What the task requires - Could you transcribe all of the data word for word?

[Natural language region descriptions]

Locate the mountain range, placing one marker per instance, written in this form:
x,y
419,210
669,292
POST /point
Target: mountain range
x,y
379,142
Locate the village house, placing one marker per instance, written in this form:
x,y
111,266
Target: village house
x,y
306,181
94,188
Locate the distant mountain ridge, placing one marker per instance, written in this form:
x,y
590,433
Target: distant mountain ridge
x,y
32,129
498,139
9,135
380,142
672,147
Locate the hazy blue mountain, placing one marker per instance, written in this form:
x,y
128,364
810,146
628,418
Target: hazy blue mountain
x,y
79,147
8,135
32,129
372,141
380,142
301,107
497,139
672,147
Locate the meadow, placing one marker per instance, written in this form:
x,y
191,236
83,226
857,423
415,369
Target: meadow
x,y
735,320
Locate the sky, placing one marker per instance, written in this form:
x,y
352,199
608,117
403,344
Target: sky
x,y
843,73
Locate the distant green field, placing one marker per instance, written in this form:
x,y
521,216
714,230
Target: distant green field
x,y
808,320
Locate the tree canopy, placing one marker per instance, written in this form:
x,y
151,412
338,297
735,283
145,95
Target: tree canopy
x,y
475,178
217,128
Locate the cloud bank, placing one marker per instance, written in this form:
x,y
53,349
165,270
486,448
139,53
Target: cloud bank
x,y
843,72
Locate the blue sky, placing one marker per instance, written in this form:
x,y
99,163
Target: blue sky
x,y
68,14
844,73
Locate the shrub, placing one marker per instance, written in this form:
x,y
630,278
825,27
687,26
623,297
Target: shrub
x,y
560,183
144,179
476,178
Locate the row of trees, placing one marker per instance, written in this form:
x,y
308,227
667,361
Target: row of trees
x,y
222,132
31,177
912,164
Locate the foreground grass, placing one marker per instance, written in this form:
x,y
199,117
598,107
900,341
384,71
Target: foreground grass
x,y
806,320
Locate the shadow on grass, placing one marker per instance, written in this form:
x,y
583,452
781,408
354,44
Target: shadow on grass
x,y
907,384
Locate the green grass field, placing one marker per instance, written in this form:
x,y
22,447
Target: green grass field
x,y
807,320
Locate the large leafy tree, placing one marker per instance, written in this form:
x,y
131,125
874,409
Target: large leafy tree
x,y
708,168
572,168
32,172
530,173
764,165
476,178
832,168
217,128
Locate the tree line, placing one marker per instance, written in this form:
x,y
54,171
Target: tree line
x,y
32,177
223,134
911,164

Output of the task -
Locate the mountain range, placing one marker per instance, written in this form:
x,y
419,210
669,292
POST /point
Target: mountain range
x,y
379,142
Locate the village house, placing one marker per instance, written in this form:
x,y
111,266
Target: village house
x,y
306,181
94,188
Locate the distant mountain ridge, placing one marker per instance, written in this form:
x,y
590,433
Target: distant mountain ridge
x,y
32,129
498,139
9,135
380,142
672,147
Locate the hazy blue mountain, placing one marker per instance, written in this form:
x,y
128,364
810,146
628,418
Target: hazy blue mountain
x,y
79,147
8,135
32,129
372,141
380,142
301,107
497,139
672,147
Locate the meadow, placing one marker per instance, written in this form:
x,y
191,236
83,226
857,423
415,369
Target: meadow
x,y
735,320
Locate the sky, placing one marker per instance, written in this form:
x,y
352,199
608,117
403,344
Target: sky
x,y
843,73
Locate the distant green field, placing one marker per instance, written in this form:
x,y
521,216
714,230
Target: distant green field
x,y
808,320
Locate the tree canopy, placing one marker per instance, written in this form:
x,y
151,412
338,297
735,283
145,95
Target: tree canopy
x,y
475,178
217,128
Locate the cloud bank, placing one marker per instance, written in this form:
x,y
53,349
165,270
486,448
139,53
Target: cloud bank
x,y
843,72
Locate the blue sky, placing one marker per instance, written in this form:
x,y
99,163
Target: blue sky
x,y
68,14
844,73
Locate the shrub, placing one marker per instance, written in this form:
x,y
630,278
825,27
687,26
623,297
Target: shrub
x,y
560,183
144,179
476,178
Locate the row of trees, placing one marker per instance, written in this form:
x,y
308,227
667,361
Target: row of trees
x,y
222,132
31,177
912,164
Locate the foreground grass, placing one marker per instance, written in this form:
x,y
199,117
598,107
900,341
384,71
Target: foreground grass
x,y
806,320
Locate the shadow on grass, placing one marker per instance, written in this form:
x,y
583,452
781,408
354,44
Target: shadow on grass
x,y
907,384
Locate the green grass field, placing one marker per instance, written in this form:
x,y
22,447
Target: green grass field
x,y
807,320
Locate the large leafy tree, placing one marker per instance, written in this form:
x,y
131,125
874,409
Target: large leafy tree
x,y
708,168
572,168
32,172
530,173
764,165
476,178
832,168
217,128
Locate the tree line, placing one marker per instance, written in this form:
x,y
54,171
Target: tree line
x,y
32,177
223,134
911,164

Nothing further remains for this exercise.